begin Passage given
He also stated that his four children and their mother live in the property in Courtown and it is their family home.
Mr O’Mahony said the defendant was in arrears for a continuous period and had not meaningfully engaged with the plaintiff, despite repeated correspondence sent to him.
He said the defendant has not offered up any valid defence for defaulting on the repayments and has not provided necessary financial information.
Mr Adamson is registered as the sole owner of the house.
In 2004, he drew down a mortgage to buy the property and in 2006 he sought a further loan, which he claims was to renovate the house.
The outstanding balance on the mortgage is €274,266, of which €168,702 is arrears. The net monthly instalments were supposed to be €1,083. On the other mortgage account, there is an outstanding balance of €119,677, of which €76,297 is arrears. The monthly instalments should be €478.
Mr O’Mahony said the last three payments on the account were prior to 2014, when ownership of the charge on the property was transferred to Shoreline Residential Limited.
Shoreline purchased a portfolio of mortgage and personal loans from Irish Bank Resolution Corporation Limited and appointed Pepper to service this portfolio from August 2014.
end Passage given
begin Data provided
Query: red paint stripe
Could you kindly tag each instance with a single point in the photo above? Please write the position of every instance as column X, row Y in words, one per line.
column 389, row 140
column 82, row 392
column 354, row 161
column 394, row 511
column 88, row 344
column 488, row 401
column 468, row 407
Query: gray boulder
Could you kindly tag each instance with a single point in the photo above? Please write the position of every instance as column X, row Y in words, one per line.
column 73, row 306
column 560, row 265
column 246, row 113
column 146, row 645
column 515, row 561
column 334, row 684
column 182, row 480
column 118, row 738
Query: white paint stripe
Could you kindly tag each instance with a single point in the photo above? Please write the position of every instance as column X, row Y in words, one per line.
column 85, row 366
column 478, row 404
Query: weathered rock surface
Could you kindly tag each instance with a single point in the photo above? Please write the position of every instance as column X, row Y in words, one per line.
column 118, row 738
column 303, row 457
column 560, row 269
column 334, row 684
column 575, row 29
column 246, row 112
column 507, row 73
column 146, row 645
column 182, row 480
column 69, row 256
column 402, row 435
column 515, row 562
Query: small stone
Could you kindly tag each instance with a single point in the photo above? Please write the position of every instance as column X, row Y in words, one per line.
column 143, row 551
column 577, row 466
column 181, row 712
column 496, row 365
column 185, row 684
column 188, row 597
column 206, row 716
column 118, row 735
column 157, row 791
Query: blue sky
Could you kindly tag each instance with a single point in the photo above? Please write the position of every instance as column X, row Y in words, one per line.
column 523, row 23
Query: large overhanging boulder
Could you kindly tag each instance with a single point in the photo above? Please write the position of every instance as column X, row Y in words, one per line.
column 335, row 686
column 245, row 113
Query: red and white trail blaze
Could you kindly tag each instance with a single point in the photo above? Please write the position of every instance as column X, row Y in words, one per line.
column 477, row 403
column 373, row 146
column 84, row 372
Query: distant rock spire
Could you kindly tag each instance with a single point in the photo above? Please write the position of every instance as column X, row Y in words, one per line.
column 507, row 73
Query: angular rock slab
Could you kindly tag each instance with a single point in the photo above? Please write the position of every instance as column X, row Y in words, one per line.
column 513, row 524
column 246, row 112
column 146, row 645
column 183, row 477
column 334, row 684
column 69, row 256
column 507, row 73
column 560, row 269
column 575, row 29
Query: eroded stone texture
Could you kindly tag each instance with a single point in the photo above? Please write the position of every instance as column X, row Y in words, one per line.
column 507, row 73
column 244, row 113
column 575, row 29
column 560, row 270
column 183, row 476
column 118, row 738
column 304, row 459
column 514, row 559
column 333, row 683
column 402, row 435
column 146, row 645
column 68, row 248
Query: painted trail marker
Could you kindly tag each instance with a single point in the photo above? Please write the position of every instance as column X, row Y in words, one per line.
end Data provided
begin Data provided
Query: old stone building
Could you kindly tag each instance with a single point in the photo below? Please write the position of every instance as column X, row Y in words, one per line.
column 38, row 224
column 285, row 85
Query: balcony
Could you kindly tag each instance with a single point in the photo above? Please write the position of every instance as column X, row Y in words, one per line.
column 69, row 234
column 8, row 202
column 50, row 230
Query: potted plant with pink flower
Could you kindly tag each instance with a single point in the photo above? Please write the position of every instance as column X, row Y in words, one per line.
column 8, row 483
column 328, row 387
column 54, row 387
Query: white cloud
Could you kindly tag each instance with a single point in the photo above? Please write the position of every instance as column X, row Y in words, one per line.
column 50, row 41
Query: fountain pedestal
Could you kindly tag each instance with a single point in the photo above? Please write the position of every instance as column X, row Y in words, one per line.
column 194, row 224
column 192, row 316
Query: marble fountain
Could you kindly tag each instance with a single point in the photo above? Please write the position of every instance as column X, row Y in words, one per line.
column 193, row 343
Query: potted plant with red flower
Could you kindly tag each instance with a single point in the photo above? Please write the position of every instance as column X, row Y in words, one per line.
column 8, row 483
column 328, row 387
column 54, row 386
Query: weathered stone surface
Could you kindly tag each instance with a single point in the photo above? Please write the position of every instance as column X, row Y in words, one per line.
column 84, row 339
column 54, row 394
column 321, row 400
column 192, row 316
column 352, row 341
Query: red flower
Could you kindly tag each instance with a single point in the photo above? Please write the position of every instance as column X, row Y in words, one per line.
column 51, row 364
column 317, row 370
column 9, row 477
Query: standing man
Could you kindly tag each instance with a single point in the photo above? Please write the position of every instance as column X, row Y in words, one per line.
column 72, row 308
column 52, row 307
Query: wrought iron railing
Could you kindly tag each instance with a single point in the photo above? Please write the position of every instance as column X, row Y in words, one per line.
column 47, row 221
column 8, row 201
end Data provided
▶ _Problem statement_
Please carry on the court report about the Courtown mortgage arrears case, picking up right after its final sentence.

▶ _Result of this exercise_
Ownership of the charge on the property in Courtown was transferred to Pepper in 2019.
Mr Adamson, who brought 40 pieces of silver and a copy of the Irish Constitution to court, said: “As a national and a native living indigenous man, I am protected by the divine Christ of God under Irish law.”
He was reprimanded by Judge Doyle for repeatedly interrupting the proceedings.
On two occasions, Judge Doyle left the courtroom during the hearing.
“You are disrupting this court. If you do not desist, I will find you in contempt,” she warned.
“You are bullying and taking over the court. I am the judge in this court. I am going to find you in contempt if you don’t behave yourself.”
She found the facts as stated by Pepper to be proven and granted the order for repossession and sale.
Mr Adamson has 10 days to appeal the decision.
Speaking afterwards, he said he intends “to go all the way to the Supreme Court”.